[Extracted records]
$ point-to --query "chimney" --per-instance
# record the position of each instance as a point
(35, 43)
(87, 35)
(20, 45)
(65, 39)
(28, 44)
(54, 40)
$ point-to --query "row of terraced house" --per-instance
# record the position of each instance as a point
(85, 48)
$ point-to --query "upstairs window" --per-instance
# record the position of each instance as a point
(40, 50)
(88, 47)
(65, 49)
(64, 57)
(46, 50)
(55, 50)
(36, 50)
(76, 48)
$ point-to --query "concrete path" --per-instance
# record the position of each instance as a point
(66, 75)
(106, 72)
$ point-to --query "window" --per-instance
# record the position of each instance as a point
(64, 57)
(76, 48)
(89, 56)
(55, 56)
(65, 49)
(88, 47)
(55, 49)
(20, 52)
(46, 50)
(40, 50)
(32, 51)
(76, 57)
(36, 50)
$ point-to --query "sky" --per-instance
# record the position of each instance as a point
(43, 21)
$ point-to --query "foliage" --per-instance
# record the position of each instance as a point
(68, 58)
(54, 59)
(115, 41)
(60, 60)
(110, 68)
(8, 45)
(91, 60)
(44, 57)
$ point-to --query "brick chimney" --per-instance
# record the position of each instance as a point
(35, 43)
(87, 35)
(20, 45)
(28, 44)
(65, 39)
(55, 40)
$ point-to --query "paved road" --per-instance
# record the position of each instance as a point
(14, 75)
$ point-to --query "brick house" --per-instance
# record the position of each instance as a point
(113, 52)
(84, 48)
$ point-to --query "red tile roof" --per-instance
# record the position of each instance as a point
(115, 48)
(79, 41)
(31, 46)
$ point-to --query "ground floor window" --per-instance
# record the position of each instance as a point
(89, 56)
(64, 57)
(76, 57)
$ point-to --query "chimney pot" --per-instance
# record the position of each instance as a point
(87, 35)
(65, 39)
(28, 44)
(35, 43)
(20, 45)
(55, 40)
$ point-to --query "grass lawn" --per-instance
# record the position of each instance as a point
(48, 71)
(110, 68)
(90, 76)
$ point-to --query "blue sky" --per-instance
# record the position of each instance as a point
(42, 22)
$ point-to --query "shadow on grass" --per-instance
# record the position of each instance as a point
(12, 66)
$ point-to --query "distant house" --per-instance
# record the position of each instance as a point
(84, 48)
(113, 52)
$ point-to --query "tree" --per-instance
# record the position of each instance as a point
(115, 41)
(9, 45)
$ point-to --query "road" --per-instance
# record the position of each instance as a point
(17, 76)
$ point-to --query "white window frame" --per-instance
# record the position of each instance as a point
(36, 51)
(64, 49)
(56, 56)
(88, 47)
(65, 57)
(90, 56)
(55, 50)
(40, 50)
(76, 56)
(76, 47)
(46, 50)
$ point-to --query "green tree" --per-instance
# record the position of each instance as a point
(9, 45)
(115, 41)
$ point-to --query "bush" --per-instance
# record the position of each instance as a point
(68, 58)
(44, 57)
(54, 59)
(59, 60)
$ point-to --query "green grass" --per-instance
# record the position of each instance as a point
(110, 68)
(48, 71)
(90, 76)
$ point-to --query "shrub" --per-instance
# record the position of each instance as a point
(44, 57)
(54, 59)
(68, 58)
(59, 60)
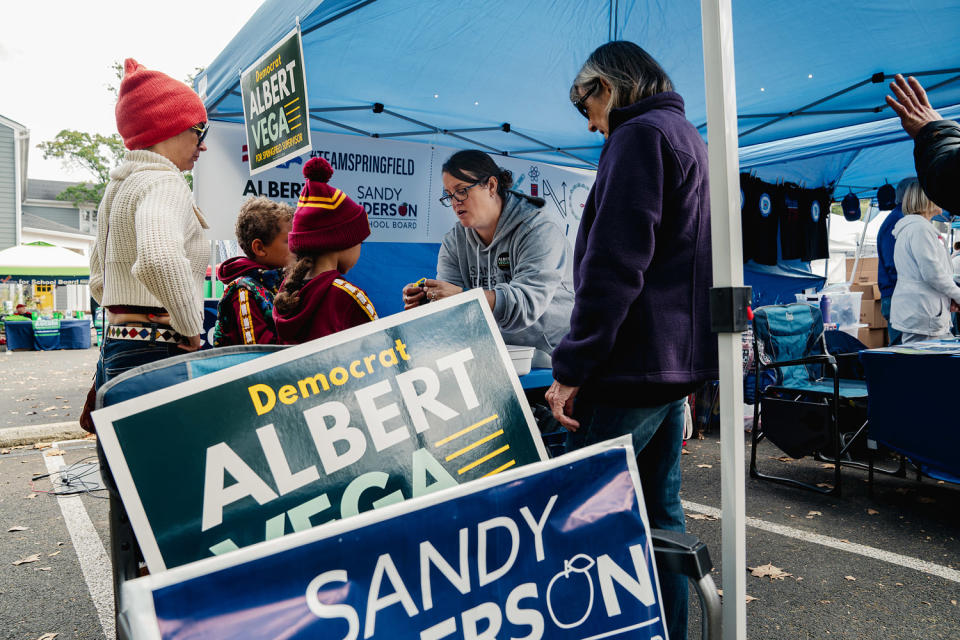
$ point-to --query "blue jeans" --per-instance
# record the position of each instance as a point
(657, 439)
(119, 356)
(892, 333)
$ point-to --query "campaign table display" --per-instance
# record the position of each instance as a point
(907, 409)
(73, 334)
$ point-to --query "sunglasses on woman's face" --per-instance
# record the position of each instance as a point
(580, 103)
(201, 130)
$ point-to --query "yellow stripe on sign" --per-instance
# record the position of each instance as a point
(499, 469)
(336, 197)
(476, 463)
(440, 443)
(474, 445)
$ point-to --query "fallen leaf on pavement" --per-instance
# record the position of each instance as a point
(32, 558)
(768, 570)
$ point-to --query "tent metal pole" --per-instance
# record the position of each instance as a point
(721, 95)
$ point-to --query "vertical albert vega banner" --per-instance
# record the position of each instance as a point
(399, 408)
(275, 113)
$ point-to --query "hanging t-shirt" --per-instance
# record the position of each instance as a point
(762, 218)
(746, 230)
(814, 209)
(791, 224)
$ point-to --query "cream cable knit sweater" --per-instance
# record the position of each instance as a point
(156, 253)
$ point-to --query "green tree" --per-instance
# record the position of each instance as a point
(94, 153)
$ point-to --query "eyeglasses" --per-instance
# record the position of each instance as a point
(201, 130)
(579, 104)
(460, 195)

**Exercise brief:** Working through the records, find each line containing the word "blue" and copy it.

**Answer box:**
$ point-to --query "blue sky" --per-instance
$ point-to --query "blue jeans" --per-instance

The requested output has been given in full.